> Passage given:
____

Who is it who got the honor of representing the Timberwolves here tonight? Who from the Suns will be making certain that nothing untoward happens with the drawing of the ping pong balls? Who will pump his fist in the air on behalf of the Los Angeles Clippers?
The answer, on all three counts, was: Nobody.
Nobody!
It seems absurd, but: Is this a sign of the economy? Are teams saving on travel?
The way the system works is that every team is invited to send two official representatives. One witnesses the proceedings and is locked in this room so as to not spill the beans and ruin the broadcast. The other, who has no idea what happened, is on the stage.
Can you imagine if 14 teams took the same approach as those three? It would make the whole drawing almost meaningless.
Not Rigged
A sizable contingent of those not invited into the secret room harbor the suspicion that maybe, just maybe, this event is rigged. Those of us who get to go into that room have a certain obligation to see if it is.
It isn't.
In honesty, I have on real way to assess that.
But I can tell you this:
An Aside: Lou, Jeff, and Contingencies
The NBA's president, Joel Litvin, explained that in a "disaster scenario," for instance if the machine malfunctioned or there was a power outage, they would instead put the 14 lottery balls into an official NBA basketball that had been cut open, then someone would fish around with their hand and pull out the balls. (This seems so unscientific, but in reality it's pretty much exactly how the real lottery used to happen with the envelopes in the big tumbler thing.)
I found myself praying for a power outage, just to see that. Can you imagine? And presumably it would be in the pitch black. As an event, this would kill the actual lottery drawing. Glitzy performance lottery ... meet gritty dark lottery. Not to mention, it would be followed by 14 (or, umm 11) team executives locked in a room together with reporters and snacks.
NBA Vice President of Events and Attractions Lou DiSabatino, and a manager in his department named Jeffrey Rossi, tell me that they practiced the hollowed out ball drawing earlier in the day. This has to happen some time, I suggest. They don't share my enthusiasm.
Lou, incidentally, is the guy who pulls the lever to release the air, which sweeps up a ball into the tube to determine who wins the lottery. Another "disaster scenario" would be for Lou to hold the lever open too long, causing balls to shoot all over the room like popcorn on the stove top with the lid off. Before the event begins, Litvin explains that should this happen the balls will be gathered up and stuck back in the machine. I'm thinking that if this happened in a James Bond movie, somebody would have a specially weighted #14 ball to replace the real one.
Lou will not make this mistake. Everything is very practiced and precise. The first ball is drawn twenty seconds after the balls start whirring in the machine. The remaining balls are drawn at ten second intervals. Rossi does the timing. But here's the fancy part: Rossi clutches a stopwatch, four yards away with his back turned to DiSabatino. When the requisite number of seconds have ticked off, he raises a hand, and then Lou pulls the lever.

____

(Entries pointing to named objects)

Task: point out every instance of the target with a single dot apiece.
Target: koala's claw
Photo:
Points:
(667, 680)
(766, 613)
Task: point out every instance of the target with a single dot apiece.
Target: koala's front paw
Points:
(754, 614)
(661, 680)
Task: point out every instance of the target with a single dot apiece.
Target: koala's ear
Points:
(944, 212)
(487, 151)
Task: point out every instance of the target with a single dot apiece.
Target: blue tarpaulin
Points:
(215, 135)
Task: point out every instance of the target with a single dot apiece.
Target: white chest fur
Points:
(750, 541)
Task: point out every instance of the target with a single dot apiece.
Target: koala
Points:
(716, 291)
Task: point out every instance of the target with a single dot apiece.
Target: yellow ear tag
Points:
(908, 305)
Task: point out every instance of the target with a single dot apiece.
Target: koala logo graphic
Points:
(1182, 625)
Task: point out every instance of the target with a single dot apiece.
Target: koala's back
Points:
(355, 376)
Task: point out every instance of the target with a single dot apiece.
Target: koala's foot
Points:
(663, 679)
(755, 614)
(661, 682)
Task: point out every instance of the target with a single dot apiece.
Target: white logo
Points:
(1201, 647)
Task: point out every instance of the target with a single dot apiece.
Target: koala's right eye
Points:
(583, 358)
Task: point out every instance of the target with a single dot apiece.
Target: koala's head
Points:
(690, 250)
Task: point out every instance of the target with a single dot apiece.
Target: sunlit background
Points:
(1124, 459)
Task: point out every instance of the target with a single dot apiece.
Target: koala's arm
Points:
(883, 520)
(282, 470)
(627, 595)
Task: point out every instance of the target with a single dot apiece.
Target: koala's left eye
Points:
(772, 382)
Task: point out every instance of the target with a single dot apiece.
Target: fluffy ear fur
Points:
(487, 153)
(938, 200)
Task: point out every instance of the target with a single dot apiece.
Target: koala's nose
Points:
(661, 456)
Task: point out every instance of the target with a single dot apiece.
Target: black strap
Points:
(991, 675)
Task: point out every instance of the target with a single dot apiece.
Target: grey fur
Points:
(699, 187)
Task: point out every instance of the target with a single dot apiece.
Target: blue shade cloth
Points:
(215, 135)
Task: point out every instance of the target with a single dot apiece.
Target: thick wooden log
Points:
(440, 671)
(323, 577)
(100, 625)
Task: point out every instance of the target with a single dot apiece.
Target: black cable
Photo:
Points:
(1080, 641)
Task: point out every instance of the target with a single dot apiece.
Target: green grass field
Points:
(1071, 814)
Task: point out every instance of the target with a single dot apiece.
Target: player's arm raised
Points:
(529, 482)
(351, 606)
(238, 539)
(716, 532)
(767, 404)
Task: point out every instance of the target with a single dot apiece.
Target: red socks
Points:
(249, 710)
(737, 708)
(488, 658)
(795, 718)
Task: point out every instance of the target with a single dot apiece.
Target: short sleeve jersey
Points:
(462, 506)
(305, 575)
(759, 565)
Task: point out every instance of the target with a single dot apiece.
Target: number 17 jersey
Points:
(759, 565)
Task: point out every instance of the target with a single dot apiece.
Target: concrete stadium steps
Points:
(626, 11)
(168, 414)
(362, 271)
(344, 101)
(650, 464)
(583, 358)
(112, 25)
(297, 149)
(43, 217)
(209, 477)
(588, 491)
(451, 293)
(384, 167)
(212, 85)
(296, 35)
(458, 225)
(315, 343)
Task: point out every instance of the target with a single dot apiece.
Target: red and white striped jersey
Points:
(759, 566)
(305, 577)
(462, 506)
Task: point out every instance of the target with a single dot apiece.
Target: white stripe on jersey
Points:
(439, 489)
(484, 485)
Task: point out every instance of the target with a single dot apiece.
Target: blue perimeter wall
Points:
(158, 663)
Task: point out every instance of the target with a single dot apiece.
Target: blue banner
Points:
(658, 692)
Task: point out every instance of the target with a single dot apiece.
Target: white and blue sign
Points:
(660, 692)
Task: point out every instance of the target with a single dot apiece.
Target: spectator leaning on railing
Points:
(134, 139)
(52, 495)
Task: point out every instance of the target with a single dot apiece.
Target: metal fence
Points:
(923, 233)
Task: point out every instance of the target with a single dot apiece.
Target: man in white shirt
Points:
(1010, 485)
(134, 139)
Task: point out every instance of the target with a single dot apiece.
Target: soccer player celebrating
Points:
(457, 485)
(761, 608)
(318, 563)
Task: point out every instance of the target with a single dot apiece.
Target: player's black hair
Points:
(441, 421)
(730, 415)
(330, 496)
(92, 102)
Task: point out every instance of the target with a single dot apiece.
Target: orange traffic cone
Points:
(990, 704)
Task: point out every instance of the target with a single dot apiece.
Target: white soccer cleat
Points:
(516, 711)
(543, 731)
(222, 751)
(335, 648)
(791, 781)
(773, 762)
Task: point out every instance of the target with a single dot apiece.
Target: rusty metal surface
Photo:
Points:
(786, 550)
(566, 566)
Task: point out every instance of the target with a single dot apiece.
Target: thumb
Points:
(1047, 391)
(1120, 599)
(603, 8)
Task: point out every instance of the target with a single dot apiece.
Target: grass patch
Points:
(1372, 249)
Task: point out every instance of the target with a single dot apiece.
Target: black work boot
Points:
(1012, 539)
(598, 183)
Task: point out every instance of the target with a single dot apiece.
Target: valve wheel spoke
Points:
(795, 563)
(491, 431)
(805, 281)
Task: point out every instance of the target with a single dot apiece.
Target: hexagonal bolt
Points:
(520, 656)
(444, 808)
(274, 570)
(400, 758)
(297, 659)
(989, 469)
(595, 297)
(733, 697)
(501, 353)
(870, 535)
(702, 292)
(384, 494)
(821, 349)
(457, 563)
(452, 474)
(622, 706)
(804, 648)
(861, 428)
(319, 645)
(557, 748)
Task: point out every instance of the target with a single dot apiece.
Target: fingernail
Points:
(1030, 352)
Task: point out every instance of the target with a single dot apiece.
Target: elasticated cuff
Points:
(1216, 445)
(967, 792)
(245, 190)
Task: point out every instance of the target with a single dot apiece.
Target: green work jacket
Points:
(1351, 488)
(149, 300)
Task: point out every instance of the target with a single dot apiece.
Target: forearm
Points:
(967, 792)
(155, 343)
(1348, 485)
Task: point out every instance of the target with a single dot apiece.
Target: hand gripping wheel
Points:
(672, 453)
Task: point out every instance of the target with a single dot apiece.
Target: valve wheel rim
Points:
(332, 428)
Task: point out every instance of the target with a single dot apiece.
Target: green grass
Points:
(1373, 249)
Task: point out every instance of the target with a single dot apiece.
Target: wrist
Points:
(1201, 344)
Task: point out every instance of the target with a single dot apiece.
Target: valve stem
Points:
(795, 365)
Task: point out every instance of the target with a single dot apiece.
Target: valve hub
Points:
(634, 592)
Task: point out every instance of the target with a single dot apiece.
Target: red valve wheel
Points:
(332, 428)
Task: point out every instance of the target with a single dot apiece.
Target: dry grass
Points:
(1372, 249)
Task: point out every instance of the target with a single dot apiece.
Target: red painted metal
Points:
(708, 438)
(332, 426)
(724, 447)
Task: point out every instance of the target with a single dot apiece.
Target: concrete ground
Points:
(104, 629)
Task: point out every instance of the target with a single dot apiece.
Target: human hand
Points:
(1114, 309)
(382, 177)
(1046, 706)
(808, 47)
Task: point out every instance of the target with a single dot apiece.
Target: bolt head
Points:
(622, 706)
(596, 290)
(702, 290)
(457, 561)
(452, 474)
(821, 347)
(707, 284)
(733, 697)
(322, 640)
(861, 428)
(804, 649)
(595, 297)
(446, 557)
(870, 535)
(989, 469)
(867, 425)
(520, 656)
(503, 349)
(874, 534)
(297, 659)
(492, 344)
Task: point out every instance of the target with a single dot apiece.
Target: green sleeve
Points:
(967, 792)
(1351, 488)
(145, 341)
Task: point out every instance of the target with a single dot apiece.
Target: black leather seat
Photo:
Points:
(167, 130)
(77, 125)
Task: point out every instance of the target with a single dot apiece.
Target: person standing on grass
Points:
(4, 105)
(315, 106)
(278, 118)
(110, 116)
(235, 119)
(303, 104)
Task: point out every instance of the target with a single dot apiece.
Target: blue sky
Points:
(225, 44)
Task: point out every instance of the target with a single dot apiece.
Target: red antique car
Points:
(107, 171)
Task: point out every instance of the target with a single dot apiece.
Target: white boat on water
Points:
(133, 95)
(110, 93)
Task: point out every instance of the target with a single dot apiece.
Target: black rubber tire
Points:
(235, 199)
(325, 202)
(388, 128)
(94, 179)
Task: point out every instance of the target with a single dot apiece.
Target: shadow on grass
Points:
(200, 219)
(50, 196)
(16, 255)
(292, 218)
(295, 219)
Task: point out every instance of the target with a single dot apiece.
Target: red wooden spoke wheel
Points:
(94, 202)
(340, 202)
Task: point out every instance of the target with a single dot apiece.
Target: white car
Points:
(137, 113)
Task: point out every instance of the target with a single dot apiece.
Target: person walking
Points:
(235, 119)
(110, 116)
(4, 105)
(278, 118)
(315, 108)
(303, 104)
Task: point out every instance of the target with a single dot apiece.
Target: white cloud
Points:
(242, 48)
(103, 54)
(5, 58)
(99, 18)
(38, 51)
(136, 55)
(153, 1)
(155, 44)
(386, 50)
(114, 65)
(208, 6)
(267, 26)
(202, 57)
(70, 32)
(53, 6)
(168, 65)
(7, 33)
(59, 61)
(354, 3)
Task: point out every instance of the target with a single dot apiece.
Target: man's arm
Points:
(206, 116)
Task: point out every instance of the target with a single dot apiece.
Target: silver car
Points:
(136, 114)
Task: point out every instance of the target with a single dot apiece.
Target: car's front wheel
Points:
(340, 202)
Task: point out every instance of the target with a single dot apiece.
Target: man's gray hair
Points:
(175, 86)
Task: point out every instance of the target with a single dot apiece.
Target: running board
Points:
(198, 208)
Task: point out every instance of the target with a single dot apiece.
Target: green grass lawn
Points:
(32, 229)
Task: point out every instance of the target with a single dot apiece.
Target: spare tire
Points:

____

> Required work:
a) Print the lottery passage from "I found myself" to "share my enthusiasm.".
b) Which teams does the lottery passage mention by name?

> The answers:
a)
I found myself praying for a power outage, just to see that. Can you imagine? And presumably it would be in the pitch black. As an event, this would kill the actual lottery drawing. Glitzy performance lottery ... meet gritty dark lottery. Not to mention, it would be followed by 14 (or, umm 11) team executives locked in a room together with reporters and snacks.
NBA Vice President of Events and Attractions Lou DiSabatino, and a manager in his department named Jeffrey Rossi, tell me that they practiced the hollowed out ball drawing earlier in the day. This has to happen some time, I suggest. They don't share my enthusiasm.

b) Timberwolves, Suns, Los Angeles Clippers